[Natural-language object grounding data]
-*-*-

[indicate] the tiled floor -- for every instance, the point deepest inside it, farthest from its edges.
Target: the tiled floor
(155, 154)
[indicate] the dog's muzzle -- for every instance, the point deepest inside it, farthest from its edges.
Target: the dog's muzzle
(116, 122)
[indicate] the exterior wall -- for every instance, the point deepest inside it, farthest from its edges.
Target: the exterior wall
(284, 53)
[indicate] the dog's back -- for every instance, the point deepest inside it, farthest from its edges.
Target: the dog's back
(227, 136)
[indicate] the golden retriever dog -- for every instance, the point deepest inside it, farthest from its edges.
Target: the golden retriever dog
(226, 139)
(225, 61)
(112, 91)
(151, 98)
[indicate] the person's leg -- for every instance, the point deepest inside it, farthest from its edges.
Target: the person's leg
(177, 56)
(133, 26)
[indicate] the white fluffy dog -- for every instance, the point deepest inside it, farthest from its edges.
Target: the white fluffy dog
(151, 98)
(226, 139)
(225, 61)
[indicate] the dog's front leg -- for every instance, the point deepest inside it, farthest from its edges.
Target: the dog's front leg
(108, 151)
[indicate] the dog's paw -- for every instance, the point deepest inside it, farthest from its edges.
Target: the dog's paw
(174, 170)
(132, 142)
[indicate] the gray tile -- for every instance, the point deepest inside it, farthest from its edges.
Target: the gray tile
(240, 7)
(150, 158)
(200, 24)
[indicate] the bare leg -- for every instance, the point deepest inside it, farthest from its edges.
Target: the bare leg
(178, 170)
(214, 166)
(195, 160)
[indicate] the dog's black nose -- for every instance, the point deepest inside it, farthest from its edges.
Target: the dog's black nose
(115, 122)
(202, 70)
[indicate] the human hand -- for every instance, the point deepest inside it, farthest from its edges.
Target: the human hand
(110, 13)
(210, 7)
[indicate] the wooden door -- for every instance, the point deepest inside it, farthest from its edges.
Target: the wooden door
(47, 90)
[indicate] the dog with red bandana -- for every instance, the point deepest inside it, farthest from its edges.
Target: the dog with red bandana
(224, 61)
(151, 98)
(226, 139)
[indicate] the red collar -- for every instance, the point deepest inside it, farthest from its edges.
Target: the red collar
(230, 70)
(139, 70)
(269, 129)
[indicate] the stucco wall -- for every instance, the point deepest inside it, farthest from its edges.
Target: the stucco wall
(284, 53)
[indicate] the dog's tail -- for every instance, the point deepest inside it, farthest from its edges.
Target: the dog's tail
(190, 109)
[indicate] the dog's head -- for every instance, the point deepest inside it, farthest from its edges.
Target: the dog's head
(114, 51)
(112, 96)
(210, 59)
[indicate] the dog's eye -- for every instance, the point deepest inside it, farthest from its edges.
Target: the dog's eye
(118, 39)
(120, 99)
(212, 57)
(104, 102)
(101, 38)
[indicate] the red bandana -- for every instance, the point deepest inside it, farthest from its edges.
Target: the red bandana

-*-*-

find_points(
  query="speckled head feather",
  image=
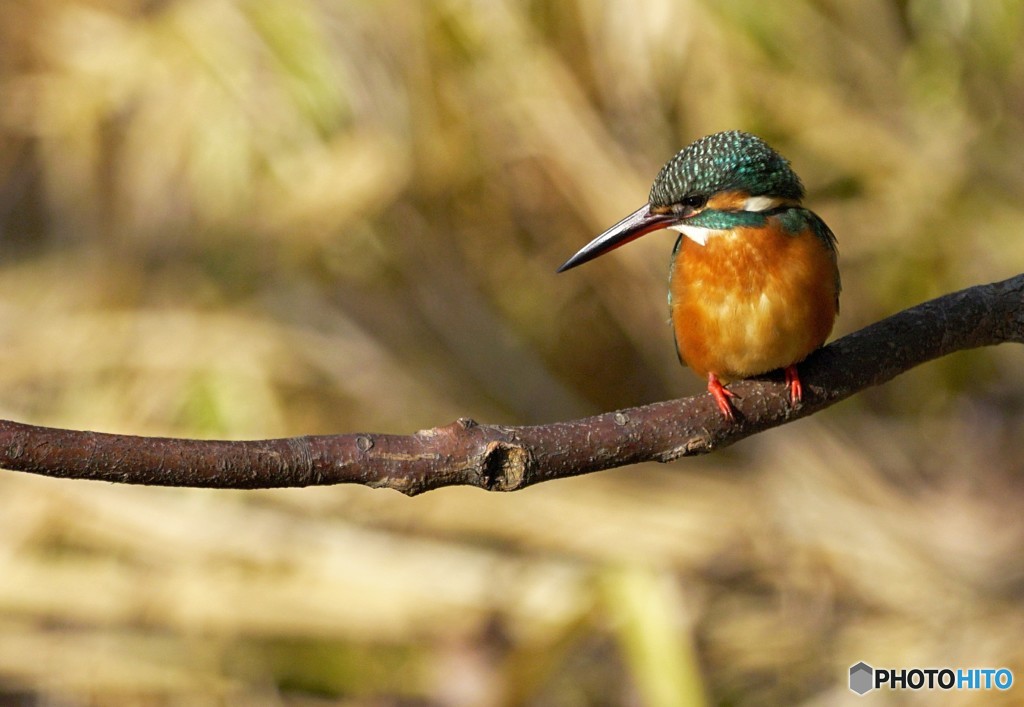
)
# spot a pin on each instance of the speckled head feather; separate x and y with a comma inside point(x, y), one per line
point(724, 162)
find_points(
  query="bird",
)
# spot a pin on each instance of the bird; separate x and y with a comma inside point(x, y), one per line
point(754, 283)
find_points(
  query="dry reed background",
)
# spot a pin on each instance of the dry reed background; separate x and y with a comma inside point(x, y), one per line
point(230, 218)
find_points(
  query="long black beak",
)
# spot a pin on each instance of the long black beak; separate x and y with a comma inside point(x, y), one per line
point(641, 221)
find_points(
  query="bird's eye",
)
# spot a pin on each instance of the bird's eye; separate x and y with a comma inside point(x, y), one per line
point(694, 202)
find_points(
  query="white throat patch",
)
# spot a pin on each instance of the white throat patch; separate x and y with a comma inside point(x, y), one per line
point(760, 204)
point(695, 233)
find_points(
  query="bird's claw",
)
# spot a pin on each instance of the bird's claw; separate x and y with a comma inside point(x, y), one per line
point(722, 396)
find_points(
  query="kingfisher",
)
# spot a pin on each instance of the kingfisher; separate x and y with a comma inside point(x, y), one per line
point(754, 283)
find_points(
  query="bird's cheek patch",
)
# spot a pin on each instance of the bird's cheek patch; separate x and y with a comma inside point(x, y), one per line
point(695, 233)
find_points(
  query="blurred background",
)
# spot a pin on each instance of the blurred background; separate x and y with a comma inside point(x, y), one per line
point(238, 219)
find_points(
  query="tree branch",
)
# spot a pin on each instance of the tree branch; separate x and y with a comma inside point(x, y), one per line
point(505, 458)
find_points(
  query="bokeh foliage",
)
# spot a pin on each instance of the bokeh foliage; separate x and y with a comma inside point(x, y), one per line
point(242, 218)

-*-*-

Copy out each line of the records above that includes "query".

  query="speckled head feather",
  query="bird",
  query="dry reed background",
  query="long black beak",
  query="bird's eye",
  query="white throat patch",
  query="bird's claw",
  query="kingfisher",
  query="bird's cheek patch",
  query="blurred background",
  query="tree branch",
  query="bokeh foliage",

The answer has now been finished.